### What is being asked
Copy out the part of the rows that opens with the line containing "Can you find the woman's" and closes with the line containing "pixel 232 146", swapping "sweater sleeve" for "jacket sleeve" and leaving everything else unchanged.

* BEGIN Input for this task *

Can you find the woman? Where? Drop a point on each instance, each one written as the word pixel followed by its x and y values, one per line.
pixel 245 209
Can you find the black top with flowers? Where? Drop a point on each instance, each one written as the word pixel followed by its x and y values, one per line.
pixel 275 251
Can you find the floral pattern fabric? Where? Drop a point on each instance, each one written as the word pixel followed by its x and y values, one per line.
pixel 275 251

* END Input for this task *
* BEGIN Input for this task *

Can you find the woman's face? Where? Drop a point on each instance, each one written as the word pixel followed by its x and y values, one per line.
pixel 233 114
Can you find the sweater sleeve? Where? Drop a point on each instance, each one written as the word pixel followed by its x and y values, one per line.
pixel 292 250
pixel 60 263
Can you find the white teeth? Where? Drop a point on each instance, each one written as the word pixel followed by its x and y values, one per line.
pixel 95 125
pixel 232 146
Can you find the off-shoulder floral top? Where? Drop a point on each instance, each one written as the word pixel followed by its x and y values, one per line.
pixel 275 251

* END Input for this task *
* BEGIN Input for this task *

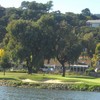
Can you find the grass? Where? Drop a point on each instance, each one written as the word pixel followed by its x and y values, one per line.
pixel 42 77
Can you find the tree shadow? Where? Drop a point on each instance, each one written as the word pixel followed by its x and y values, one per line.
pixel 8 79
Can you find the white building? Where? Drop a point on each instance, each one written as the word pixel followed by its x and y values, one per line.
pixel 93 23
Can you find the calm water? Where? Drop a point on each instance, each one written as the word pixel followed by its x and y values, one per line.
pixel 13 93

* END Input for this task *

### Problem solution
Can you find the woman's face? Where? Drop a point on each instance, each one written as the word pixel followed by its x and y values, one per line.
pixel 233 114
Can you find the jacket sleeve? Where? Drop a point on each instance, each one written as the word pixel followed by its x and y values, one per line.
pixel 292 250
pixel 60 263
Can you find the white teeth? Where? Drop a point on each instance, each one written as the word pixel followed by its x and y values, one per line.
pixel 95 125
pixel 232 146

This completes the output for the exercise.